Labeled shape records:
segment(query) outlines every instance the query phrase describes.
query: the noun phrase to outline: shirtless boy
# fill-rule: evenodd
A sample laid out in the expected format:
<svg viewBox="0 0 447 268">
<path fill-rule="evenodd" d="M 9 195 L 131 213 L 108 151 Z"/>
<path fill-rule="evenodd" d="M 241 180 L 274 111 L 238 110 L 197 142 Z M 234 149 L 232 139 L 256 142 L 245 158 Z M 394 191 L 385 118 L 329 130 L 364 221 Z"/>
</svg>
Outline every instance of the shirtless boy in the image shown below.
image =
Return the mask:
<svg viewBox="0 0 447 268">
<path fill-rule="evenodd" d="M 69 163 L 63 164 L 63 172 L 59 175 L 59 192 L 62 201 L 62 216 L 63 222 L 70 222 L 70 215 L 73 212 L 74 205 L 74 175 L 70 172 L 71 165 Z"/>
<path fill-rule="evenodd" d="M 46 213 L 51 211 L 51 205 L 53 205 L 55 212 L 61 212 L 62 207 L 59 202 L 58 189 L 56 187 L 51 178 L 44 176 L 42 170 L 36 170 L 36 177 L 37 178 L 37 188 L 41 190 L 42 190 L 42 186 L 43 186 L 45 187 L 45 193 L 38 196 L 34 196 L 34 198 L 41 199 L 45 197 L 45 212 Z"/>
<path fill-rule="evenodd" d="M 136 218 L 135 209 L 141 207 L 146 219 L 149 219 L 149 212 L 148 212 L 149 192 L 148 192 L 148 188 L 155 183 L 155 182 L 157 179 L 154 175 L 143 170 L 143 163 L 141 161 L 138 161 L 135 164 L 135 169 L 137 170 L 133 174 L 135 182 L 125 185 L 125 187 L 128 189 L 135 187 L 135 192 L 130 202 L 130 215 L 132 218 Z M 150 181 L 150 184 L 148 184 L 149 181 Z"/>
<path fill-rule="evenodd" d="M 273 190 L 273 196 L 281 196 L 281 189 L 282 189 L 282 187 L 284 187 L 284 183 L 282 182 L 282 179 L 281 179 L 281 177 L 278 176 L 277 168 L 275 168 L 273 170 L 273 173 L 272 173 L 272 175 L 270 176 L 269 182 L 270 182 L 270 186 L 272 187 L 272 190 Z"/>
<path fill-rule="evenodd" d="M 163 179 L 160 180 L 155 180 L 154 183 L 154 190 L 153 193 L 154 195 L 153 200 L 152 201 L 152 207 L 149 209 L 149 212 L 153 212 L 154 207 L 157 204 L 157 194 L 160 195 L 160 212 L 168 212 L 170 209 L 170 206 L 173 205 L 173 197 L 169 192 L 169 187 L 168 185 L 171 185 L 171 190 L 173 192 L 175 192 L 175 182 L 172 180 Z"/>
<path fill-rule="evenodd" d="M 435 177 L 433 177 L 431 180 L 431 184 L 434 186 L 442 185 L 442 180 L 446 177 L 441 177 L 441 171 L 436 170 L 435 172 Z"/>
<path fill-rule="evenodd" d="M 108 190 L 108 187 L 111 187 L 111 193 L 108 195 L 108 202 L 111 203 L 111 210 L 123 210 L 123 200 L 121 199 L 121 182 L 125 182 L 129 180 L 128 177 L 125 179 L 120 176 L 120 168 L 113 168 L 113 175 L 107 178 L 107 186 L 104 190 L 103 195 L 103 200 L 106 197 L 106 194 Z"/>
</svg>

◆ **What is expected**
Please quote the records above exactly, without skipping a line.

◆ **Final answer**
segment(query) outlines every instance the query phrase describes.
query: the noun phrase to outline: shirtless boy
# fill-rule: evenodd
A sample laid out in the expected format:
<svg viewBox="0 0 447 268">
<path fill-rule="evenodd" d="M 9 195 L 131 213 L 108 151 Z"/>
<path fill-rule="evenodd" d="M 241 180 L 274 111 L 238 110 L 197 142 Z M 234 149 L 232 139 L 256 142 L 245 158 Z M 394 191 L 385 118 L 329 130 L 364 221 Z"/>
</svg>
Outline every instance of the shirtless boy in the image shown below.
image =
Return the mask:
<svg viewBox="0 0 447 268">
<path fill-rule="evenodd" d="M 69 163 L 63 164 L 63 172 L 59 175 L 59 192 L 62 201 L 62 216 L 63 222 L 70 222 L 70 215 L 73 212 L 74 205 L 74 175 L 70 172 L 71 165 Z"/>
<path fill-rule="evenodd" d="M 46 213 L 51 211 L 51 205 L 53 205 L 55 212 L 61 212 L 62 207 L 59 202 L 58 189 L 56 187 L 51 178 L 44 176 L 42 170 L 36 170 L 36 177 L 37 178 L 37 188 L 41 190 L 42 190 L 42 186 L 43 186 L 45 187 L 45 193 L 38 196 L 34 196 L 34 198 L 41 199 L 45 197 L 45 212 Z"/>
<path fill-rule="evenodd" d="M 136 218 L 135 209 L 141 207 L 146 219 L 149 219 L 149 212 L 148 212 L 149 192 L 148 192 L 148 188 L 155 183 L 155 182 L 157 179 L 154 175 L 143 170 L 143 163 L 141 161 L 138 161 L 135 164 L 135 169 L 137 170 L 133 174 L 135 182 L 125 185 L 125 187 L 128 189 L 135 187 L 135 192 L 130 202 L 130 215 L 132 218 Z M 150 181 L 150 184 L 148 184 L 149 181 Z"/>
<path fill-rule="evenodd" d="M 273 190 L 273 196 L 281 196 L 281 189 L 282 189 L 282 187 L 284 187 L 284 183 L 282 182 L 282 179 L 281 179 L 281 177 L 278 176 L 277 168 L 275 168 L 273 170 L 273 173 L 272 173 L 272 175 L 270 176 L 269 182 L 270 182 L 270 186 L 272 187 L 272 190 Z"/>
<path fill-rule="evenodd" d="M 163 179 L 160 180 L 155 180 L 154 183 L 154 190 L 153 193 L 154 195 L 153 200 L 152 201 L 152 207 L 149 209 L 149 212 L 153 212 L 154 207 L 157 204 L 157 194 L 160 195 L 160 212 L 168 212 L 170 209 L 170 206 L 173 205 L 173 197 L 169 192 L 169 187 L 168 185 L 171 185 L 171 190 L 173 192 L 175 192 L 175 182 L 172 180 Z"/>
<path fill-rule="evenodd" d="M 435 177 L 433 177 L 431 180 L 431 184 L 434 186 L 442 185 L 442 180 L 446 177 L 441 177 L 441 171 L 436 170 L 435 172 Z"/>
<path fill-rule="evenodd" d="M 108 190 L 108 187 L 111 187 L 111 193 L 108 195 L 108 202 L 111 203 L 111 210 L 123 210 L 123 200 L 121 199 L 121 182 L 125 182 L 129 180 L 128 177 L 125 179 L 120 176 L 120 168 L 113 168 L 113 175 L 107 178 L 107 186 L 104 190 L 103 195 L 103 200 L 106 197 L 106 194 Z"/>
</svg>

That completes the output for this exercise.